▸ Document section
PwC Predicts Kenya’s Total Room Revenue Will Grow to $645m in 2022
Total room revenue in Kenya will surge at a compound annual rate of 8.1 per cent to $645 million in 2022 from $436 million in 2017 according to PwC’s annual hotels outlook 2018-2022.
Despite several setbacks such as past terrorist attacks, travel advisories against travelling to Kenya, and the election period last year, the country is expected to bounce back significantly.
In fact, Kenya experienced a rise in the number of guest nights in early 2018. According to PwC, guest nights are likely to rise 9.1 per cent this year.
“We expect tourist arrivals to Kenya to increase 8.8% in 2018, building on the pickup in December 2017. Going forward, assuming a period of relative stability, we expect tourism to Kenya to increase at a 6.9% compound annual rate, rising to 2.06 million in 2022 from 1.47 million in 2017,” PwC predicts.
Kenya is also likely to benefit from KQ’s direct flight to the US and its efforts of promoting itself as a beach destination. In addition, the country will benefit from an additional 1,800 rooms as hotels such as Hilton, Radisson Blu, Pullman, Best Western, and Mövenpick open new hotels in the country over the next two years.
Average occupancy rate is expected to increase to 58.1 per cent in 2022 compared to 47.3 per cent in 2017. The number of available rooms is expected to rise at a compound annual rate of 2.6 per cent from 19,000 rooms in 2017 to 21,700 in 2022.
Guest nights will rise at a compound annual rate of 5.4 per cent to 4.6 million in 2022 compared to 3.3 million in 2017.
General Africa Outlook
According to the report, overall room revenue in Kenya, Mauritius, Nigeria, and Tanzania surged 2.7 per cent in 2017 compared to the 10.6 per cent increase in 2016
Room revenue decline in Tanzania and Kenya resulted in double-digit increases in Mauritius and Nigeria. Room revenue in South Africa surged 4.6 per cent.

▸ Given data

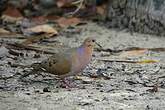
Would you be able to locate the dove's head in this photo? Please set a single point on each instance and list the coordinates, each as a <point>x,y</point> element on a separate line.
<point>89,42</point>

▸ Your instructions
Please edit the part of the Kenya room revenue article that opens with the words containing "PwC Predicts Kenya’s" and closes with "bounce back significantly.", changing "setbacks" to "challenges".

▸ Solution for this exercise
PwC Predicts Kenya’s Total Room Revenue Will Grow to $645m in 2022
Total room revenue in Kenya will surge at a compound annual rate of 8.1 per cent to $645 million in 2022 from $436 million in 2017 according to PwC’s annual hotels outlook 2018-2022.
Despite several challenges such as past terrorist attacks, travel advisories against travelling to Kenya, and the election period last year, the country is expected to bounce back significantly.